__EXCERPT__.
◇ ◇ ◇ ◇
John C. G. Röhl (born 31 May 1938) is a British historian.
John Charles Gerald Röhl was born in the German Hospital in Dalston, east London, on 31 May 1938 to a German father, Dr. Hans-Gerhard Röhl, and an English mother, Freda Kingsford Woulfe-Brenan. She was the daughter of Captain Frederick Woulfe-Brenan, the Labour candidate standing against Lady Astor in the Plymouth Sutton constituency in the general elections of 1922, 1923 and 1924, and of Saffie Beechey Kingsford, great granddaughter of the Georgian portrait painter Sir William Beechey.
At the outbreak of war in 1939, John Röhl was taken by his parents first to Forst on the River Neisse in eastern Germany and then to Pécs in southern Hungary. His first languages were Hungarian and German. After the arrest of his father by the SS in late July 1944 the family moved to the relative safety of the remote Hungarian countryside, but in January 1945 with the imminent approach of the Red Army, Freda Röhl and her by then three children joined the stream of refugees heading westwards back to Germany. They were eventually reunited with Gerhard Röhl, who had been conscripted into a punishment battalion on the Russian front, in Ziegenrück in Thuringia, where they were liberated by the US Army led by General George S. Patton.
After the Potsdam Conference the Americans offered the family safe passage from the Soviet Zone of Occupation to their headquarters in Frankfurt-am-Main, where Gerhard Röhl became an interpreter and later the headmaster of the Helmholtz-Gymnasium, a large grammar school for boys. Freda Röhl returned to England with her two daughters in December 1945; John Röhl was sent under the auspices of the Red Cross to an international children's home in Adelboden, Switzerland. He was reunited with his mother and sisters in Manchester in December 1946.
◇ ◇ ◇ ◇
__DATASET__.
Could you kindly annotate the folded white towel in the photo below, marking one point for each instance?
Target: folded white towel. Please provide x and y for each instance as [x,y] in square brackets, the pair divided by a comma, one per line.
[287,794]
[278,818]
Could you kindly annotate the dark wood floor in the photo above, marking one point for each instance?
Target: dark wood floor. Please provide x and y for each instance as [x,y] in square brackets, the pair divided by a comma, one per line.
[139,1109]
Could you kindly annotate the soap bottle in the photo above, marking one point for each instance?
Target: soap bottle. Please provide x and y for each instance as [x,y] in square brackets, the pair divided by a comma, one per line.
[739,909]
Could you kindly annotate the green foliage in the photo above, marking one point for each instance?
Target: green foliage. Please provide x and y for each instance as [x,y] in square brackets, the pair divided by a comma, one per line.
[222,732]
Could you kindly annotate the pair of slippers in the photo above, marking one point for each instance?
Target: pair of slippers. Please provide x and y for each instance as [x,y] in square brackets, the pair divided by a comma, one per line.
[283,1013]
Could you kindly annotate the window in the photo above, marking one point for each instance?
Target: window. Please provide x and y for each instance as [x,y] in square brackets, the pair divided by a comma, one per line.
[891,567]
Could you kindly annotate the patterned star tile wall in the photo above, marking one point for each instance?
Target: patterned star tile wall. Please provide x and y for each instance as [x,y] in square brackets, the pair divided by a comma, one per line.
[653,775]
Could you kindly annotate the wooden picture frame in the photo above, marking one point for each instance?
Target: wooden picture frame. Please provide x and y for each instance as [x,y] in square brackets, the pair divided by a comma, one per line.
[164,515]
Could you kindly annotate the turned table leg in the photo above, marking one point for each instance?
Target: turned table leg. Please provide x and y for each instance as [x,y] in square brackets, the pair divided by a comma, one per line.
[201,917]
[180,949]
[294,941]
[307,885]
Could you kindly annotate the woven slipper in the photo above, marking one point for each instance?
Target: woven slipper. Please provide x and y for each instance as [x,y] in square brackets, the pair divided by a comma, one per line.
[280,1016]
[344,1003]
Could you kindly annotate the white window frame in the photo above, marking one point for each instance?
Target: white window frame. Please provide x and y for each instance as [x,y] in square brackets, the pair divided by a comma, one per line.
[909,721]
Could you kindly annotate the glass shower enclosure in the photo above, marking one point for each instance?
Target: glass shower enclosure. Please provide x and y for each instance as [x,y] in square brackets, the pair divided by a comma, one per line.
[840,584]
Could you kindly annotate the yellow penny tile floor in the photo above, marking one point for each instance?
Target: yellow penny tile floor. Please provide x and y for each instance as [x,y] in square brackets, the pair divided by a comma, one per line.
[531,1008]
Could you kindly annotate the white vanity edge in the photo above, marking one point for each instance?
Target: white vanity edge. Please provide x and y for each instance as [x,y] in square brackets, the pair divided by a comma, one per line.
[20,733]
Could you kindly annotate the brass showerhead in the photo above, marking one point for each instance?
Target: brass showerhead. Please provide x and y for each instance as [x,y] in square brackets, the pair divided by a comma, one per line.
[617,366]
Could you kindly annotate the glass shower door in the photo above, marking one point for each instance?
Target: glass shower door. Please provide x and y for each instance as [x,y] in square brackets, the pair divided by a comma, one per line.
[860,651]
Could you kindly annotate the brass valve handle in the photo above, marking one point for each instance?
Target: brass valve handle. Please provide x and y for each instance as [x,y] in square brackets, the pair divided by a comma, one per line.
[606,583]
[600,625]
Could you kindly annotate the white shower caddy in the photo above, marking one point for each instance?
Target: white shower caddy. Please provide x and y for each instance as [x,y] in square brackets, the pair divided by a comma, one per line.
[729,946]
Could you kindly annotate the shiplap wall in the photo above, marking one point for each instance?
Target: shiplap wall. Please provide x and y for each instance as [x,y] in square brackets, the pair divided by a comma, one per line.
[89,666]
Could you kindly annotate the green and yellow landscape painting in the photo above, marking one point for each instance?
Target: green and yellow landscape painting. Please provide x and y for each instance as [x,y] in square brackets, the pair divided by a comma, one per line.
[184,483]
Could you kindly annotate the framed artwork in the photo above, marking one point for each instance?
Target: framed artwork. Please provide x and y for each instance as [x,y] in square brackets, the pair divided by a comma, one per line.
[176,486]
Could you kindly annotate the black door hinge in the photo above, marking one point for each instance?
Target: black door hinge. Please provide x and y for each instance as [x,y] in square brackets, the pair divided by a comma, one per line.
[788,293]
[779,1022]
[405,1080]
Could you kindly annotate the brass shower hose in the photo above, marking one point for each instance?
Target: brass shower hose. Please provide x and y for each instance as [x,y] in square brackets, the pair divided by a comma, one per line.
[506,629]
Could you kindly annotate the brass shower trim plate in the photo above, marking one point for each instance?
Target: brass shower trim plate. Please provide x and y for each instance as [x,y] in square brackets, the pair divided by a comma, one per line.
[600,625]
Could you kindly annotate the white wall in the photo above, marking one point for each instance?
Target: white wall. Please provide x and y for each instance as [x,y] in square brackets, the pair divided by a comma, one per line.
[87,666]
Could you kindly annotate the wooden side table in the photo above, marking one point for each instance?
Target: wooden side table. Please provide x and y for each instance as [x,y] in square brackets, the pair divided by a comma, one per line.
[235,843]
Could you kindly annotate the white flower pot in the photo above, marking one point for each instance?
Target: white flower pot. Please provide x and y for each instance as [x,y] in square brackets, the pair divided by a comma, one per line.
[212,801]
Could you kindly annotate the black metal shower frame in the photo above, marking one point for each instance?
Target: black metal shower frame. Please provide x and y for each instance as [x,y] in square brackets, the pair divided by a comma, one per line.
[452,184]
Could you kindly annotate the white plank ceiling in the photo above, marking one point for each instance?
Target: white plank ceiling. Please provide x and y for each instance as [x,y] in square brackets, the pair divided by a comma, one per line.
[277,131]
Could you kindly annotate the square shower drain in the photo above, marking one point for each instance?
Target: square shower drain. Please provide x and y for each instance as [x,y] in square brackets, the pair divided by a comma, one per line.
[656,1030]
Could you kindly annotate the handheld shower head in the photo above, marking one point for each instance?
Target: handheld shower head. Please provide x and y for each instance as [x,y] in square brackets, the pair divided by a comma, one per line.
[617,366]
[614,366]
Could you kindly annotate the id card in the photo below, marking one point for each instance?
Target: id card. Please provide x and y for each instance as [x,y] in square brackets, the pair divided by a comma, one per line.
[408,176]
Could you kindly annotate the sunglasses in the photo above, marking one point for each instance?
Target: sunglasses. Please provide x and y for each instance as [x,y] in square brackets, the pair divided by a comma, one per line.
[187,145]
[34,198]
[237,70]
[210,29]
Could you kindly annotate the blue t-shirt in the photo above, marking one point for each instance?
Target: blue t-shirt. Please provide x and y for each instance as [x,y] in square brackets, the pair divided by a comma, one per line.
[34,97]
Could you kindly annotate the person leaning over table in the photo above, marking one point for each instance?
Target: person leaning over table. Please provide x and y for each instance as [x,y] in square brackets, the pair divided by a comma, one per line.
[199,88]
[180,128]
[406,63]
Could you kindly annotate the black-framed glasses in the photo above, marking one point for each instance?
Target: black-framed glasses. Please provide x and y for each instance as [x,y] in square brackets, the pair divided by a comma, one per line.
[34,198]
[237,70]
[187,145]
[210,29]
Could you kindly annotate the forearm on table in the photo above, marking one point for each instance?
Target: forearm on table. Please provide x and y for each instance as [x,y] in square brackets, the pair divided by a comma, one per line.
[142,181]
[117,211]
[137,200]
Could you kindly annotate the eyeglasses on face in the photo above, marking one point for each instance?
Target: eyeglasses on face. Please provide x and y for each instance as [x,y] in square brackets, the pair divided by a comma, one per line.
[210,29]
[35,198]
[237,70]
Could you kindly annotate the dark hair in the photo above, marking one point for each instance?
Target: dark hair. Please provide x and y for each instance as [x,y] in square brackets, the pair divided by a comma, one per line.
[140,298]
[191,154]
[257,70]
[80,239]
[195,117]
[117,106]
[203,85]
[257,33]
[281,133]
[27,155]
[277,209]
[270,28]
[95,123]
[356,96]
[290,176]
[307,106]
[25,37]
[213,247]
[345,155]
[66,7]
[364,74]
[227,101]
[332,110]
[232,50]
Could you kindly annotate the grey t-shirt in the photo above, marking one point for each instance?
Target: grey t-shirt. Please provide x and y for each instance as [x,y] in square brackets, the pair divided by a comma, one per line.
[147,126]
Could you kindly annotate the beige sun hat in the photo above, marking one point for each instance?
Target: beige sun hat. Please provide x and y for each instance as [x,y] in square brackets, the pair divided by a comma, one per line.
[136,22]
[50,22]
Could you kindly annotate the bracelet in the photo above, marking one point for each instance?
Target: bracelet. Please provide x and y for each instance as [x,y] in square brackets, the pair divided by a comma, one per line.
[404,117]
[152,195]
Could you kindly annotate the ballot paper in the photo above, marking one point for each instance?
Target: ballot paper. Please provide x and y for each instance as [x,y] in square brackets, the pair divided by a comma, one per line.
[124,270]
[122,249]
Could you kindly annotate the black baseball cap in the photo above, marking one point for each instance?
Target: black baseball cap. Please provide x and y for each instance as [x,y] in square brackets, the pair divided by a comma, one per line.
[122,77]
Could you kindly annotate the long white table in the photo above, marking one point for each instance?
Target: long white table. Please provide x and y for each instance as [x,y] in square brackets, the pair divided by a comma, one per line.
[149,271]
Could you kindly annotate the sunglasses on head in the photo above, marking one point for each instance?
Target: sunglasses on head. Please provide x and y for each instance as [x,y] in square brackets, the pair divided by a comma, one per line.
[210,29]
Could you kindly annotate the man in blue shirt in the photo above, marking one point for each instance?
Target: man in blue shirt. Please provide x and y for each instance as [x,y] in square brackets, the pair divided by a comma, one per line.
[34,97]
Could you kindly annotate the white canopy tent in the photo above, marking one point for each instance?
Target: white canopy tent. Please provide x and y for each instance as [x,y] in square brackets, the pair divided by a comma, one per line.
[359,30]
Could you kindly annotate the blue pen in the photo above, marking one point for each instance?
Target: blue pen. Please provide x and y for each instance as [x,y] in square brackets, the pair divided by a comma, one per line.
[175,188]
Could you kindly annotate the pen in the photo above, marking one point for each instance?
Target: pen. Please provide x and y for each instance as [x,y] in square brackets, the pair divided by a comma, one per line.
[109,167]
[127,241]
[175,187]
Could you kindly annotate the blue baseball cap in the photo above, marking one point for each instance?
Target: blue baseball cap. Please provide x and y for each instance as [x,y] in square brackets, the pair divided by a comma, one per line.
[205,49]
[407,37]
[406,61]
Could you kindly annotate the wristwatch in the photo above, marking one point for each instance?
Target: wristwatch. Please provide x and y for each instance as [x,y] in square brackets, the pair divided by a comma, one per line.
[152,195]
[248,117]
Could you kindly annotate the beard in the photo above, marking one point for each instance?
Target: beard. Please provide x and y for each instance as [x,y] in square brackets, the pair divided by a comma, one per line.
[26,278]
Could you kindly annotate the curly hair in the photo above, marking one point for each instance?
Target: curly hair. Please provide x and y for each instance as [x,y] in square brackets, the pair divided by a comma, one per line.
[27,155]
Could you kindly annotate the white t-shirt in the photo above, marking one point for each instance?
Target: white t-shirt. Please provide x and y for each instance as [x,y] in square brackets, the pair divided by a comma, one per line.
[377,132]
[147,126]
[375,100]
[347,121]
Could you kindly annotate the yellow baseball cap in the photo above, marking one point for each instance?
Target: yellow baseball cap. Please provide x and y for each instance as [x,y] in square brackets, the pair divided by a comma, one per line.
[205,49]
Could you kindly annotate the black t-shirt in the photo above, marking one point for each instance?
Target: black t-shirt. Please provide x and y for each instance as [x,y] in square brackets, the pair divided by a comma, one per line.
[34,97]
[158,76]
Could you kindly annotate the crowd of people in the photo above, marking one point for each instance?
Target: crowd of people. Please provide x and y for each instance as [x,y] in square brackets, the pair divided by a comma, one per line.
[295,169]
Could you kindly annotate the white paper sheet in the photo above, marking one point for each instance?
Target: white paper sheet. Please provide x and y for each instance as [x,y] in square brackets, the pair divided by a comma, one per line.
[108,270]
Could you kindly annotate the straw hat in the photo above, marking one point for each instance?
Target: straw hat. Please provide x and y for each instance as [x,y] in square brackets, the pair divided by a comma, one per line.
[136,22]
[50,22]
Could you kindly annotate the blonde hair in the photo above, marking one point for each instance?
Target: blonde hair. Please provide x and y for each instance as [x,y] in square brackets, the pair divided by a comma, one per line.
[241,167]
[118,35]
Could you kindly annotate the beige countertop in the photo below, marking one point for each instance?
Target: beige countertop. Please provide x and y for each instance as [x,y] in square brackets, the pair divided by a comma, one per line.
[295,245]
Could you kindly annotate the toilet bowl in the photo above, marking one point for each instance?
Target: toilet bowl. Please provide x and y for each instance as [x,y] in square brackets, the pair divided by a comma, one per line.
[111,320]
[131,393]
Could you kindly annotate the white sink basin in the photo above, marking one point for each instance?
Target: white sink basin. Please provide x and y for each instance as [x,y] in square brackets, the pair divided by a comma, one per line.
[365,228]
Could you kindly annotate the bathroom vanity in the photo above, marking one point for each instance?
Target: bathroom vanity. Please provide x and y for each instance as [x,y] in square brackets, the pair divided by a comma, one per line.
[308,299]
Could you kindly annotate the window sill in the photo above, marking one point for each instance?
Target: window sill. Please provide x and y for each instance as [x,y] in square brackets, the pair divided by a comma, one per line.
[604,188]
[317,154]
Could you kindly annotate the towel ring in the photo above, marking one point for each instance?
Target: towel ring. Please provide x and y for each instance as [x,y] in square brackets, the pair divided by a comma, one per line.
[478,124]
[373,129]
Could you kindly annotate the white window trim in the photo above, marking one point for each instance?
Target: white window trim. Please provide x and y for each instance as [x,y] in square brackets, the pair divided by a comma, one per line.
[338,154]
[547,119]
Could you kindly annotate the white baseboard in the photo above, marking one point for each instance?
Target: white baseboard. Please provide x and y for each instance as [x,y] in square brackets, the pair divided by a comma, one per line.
◇ ◇ ◇ ◇
__QUESTIONS__.
(a) Transcribe the passage from the biography of John Röhl that lies between "At the outbreak" and "George S. Patton.", inclusive.
(b) According to the biography of John Röhl, in which city was he reunited with his mother and sisters in December 1946?

__OUTPUTS FOR THE TASKS__.
(a)
At the outbreak of war in 1939, John Röhl was taken by his parents first to Forst on the River Neisse in eastern Germany and then to Pécs in southern Hungary. His first languages were Hungarian and German. After the arrest of his father by the SS in late July 1944 the family moved to the relative safety of the remote Hungarian countryside, but in January 1945 with the imminent approach of the Red Army, Freda Röhl and her by then three children joined the stream of refugees heading westwards back to Germany. They were eventually reunited with Gerhard Röhl, who had been conscripted into a punishment battalion on the Russian front, in Ziegenrück in Thuringia, where they were liberated by the US Army led by General George S. Patton.

(b) Manchester